** WHAT THIS EXERCISE ASKS **
**A.** Answer each question from the abstract on 3D engineered tissue models, one answer per line, marked like the question.
(i) How many years of research does the average new drug taken to market in the United States require?
(ii) Which two techniques does the proposed method combine?
(iii) What are all currently available micro-scale engineered tissue model devices based on?
**B.** Using the abstract on 3D engineered tissue models, mark each statement yes or no, and quote the words from the abstract that settle it.
(i) The average new drug taken to market in the United States requires $300 million of investment.
(ii) The proposed method produces silicon biochips.
(iii) The porous microstructures allow 2D culture of cells.
**C.** Summarize the abstract on 3D engineered tissue models in two sentences.

Development of 3D Micro-scale Engineered Tissue Model Systems for Drug Discovery
Li, Wei   
University of Washington, Seattle, WA, United States

Development of 3D Micro-scale Engineered Tissue Model Systems for Drug Discovery and development is a lengthy and expensive process. Recent surveys indicate that the average new drug taken to market in the United States requires 10 to 15 years of research and $300 million of investment. Drug discovery and development has benefited from new technology such as high- throughput screening methods for identifying lead compounds. However, the use of animal models for drug tests has caused inaccuracies and high cost to predict human responses, safety, and efficacy. A solution to this problem is the development of 3D engineered tissue model systems that closely mimic the complex environment and interaction of human organ systems. Despite their usefulness in drug discovery and development, currently available micro-scale engineered tissue model devices are all silicon based, with micro well and chamber like structures. During culture, cells tend to line on the walls of these structures to form 2D or 2=D aggregates, which may not have normal 3D tissue architecture to perform tissue specific functions. The goal of the proposed research is to develop an innovative fabrication method to create 3D micro- scale engineered tissue model systems for drug discovery. The proposed method combines selective foaming and micro milling to produce polymeric biochips with localized porous microstructures that are connected with microfluidic channels to emulate the biological environment of human tissue and organs. The porous microstructures allow 3D culture of cells such that tissue specific architecture and function can be maintained. With the fabricated tissue model systems, biological studies are also proposed on drug resistance, stromal-epithelial cell interaction, and liver metabolism effect on cancer chemotherapy drugs. The proposed research will bridge the gap in the state-of-the-art fabrication capabilities for microfluidic devices and 3D tissue engineering scaffolds. The engineered tissue model systems proposed in this research will have wide applications in drug discovery and development, as well as in basic and clinical research.

(Dataset excerpts)
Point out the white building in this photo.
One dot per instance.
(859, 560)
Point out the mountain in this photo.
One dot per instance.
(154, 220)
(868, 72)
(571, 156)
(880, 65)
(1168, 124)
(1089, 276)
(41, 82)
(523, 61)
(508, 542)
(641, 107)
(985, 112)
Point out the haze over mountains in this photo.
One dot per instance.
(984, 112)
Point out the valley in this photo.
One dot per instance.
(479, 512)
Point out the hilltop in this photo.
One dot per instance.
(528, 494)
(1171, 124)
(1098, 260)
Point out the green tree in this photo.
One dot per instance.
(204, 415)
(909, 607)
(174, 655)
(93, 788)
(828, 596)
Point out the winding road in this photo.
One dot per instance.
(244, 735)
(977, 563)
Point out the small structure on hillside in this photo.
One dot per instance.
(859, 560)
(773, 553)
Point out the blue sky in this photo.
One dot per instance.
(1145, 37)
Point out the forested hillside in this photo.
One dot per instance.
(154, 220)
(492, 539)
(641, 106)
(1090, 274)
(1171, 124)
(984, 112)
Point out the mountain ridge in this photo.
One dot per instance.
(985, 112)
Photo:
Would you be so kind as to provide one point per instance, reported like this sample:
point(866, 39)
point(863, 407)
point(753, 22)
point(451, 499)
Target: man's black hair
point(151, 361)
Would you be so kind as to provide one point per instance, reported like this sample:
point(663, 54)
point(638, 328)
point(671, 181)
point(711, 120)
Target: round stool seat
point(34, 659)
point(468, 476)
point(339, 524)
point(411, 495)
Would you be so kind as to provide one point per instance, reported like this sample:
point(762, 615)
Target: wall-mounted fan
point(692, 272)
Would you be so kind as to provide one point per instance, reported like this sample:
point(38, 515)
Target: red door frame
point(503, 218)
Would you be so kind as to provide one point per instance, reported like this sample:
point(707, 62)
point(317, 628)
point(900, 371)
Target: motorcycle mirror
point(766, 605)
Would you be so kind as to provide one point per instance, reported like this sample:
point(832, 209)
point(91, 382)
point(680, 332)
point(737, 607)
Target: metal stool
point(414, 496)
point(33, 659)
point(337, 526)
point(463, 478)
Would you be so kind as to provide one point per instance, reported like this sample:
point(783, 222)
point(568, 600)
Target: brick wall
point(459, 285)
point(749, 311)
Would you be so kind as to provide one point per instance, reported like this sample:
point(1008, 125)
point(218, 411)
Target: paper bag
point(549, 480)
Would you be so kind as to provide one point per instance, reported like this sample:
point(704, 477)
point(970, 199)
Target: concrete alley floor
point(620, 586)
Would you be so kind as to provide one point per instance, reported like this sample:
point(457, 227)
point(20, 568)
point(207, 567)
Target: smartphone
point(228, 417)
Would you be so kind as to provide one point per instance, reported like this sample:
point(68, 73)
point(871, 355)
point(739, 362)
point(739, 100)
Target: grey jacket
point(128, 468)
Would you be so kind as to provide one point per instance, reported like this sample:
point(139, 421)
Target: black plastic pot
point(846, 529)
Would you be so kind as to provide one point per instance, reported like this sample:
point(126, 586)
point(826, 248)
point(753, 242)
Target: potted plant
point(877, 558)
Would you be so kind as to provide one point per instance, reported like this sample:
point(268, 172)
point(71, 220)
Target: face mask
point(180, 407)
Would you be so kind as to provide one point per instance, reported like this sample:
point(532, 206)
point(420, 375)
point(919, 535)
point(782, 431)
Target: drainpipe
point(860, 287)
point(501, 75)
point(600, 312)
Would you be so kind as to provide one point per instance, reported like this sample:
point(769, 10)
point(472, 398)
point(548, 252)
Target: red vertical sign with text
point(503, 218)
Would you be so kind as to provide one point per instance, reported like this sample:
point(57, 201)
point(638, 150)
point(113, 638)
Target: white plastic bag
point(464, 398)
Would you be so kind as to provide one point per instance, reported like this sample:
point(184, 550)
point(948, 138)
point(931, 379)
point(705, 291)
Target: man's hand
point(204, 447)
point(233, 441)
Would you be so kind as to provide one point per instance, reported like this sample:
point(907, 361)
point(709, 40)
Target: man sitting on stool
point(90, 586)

** SOLUTIONS TO THE PROBLEMS **
**A.**
(i) 10 to 15 years
(ii) Selective foaming and micro milling
(iii) Silicon

**B.**
(i) Yes: "requires 10 to 15 years of research and $300 million of investment"
(ii) No: "to produce polymeric biochips with localized porous microstructures"
(iii) No: "The porous microstructures allow 3D culture of cells"

**C.** Drug discovery is long and costly, and animal models predict human responses poorly, while current silicon-based micro-scale tissue model devices may lack normal 3D tissue architecture. The proposed research aims to combine selective foaming and micro milling to make polymeric biochips whose porous microstructures, connected by microfluidic channels, allow 3D cell culture for drug discovery studies.